** START PAGE EXCERPT **

You are viewing a plain text version of this content. The canonical link for it is here.
Posted to issues@spark.apache.org by "Jason Sleight (Jira)" <ji...@apache.org> on 2022/06/22 20:28:00 UTC

[jira] [Commented] (SPARK-38934) Provider TemporaryAWSCredentialsProvider has no credentials

    [ https://issues.apache.org/jira/browse/SPARK-38934?page=com.atlassian.jira.plugin.system.issuetabpanels:comment-tabpanel&focusedCommentId=17557682#comment-17557682 ] 

Jason Sleight commented on SPARK-38934:
---------------------------------------

After continuing to see some errors in a few edge cases (even without env variables) I recently noticed that [the default provider list|https://github.com/apache/hadoop/blob/release-3.3.1-RC3/hadoop-tools/hadoop-aws/src/main/java/org/apache/hadoop/fs/s3a/S3AUtils.java#L595] is:
 # TemporaryAWSCredentialsProvider
 # SimpleAWSCredentialsProvider
 # EnvironmentVariableCredentialsProvider
 # IAMInstanceCredentialsProvider

Thus in principle explicitly setting the provider to be TemporaryAWSCredentialsProvider is unnecessary since that is the first default.  Weirdly if I just leave the provider unspecified then my errors disappeared.   I /think/ my spark session is using the TemporaryAWSCredentialsProvider from the default when unspecified but I'm actually not sure how to verify this since the spark ui is showing the provider as the entire default list.

** END PAGE EXCERPT **
** START EXCERPTED RECORDS **

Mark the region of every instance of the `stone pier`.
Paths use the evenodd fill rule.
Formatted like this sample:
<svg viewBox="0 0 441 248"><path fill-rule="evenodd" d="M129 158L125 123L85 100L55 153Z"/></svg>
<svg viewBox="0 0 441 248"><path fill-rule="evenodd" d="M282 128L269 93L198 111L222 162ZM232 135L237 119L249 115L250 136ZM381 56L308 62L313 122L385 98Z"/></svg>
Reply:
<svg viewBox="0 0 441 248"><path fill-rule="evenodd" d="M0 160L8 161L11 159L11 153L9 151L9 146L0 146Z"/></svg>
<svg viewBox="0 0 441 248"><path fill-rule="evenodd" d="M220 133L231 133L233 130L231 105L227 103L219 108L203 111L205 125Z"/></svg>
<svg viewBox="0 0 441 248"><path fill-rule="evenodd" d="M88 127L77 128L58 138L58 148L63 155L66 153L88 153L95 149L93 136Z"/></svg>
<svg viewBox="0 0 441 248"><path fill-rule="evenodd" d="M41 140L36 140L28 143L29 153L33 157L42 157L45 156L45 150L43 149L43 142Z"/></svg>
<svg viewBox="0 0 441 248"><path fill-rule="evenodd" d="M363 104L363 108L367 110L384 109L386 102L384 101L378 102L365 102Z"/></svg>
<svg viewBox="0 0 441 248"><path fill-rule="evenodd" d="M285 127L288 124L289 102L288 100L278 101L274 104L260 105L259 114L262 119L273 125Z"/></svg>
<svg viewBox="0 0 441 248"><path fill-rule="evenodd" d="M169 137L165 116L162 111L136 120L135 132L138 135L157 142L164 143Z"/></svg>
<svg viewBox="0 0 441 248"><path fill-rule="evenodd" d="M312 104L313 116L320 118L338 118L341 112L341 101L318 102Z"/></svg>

** END EXCERPTED RECORDS **

**REQUEST 1:** Reproduce the stretch of the Jira comment from "After continuing to" through "entire default list.".
**REQUEST 2:** According to the Jira comment, what happened to the errors when the provider was left unspecified?
Work from the Jira comment alone.

**EXERCISE RESPONSE 1:**
After continuing to see some errors in a few edge cases (even without env variables) I recently noticed that [the default provider list|https://github.com/apache/hadoop/blob/release-3.3.1-RC3/hadoop-tools/hadoop-aws/src/main/java/org/apache/hadoop/fs/s3a/S3AUtils.java#L595] is:
 # TemporaryAWSCredentialsProvider
 # SimpleAWSCredentialsProvider
 # EnvironmentVariableCredentialsProvider
 # IAMInstanceCredentialsProvider

Thus in principle explicitly setting the provider to be TemporaryAWSCredentialsProvider is unnecessary since that is the first default.  Weirdly if I just leave the provider unspecified then my errors disappeared.   I /think/ my spark session is using the TemporaryAWSCredentialsProvider from the default when unspecified but I'm actually not sure how to verify this since the spark ui is showing the provider as the entire default list.

**EXERCISE RESPONSE 2:** They disappeared.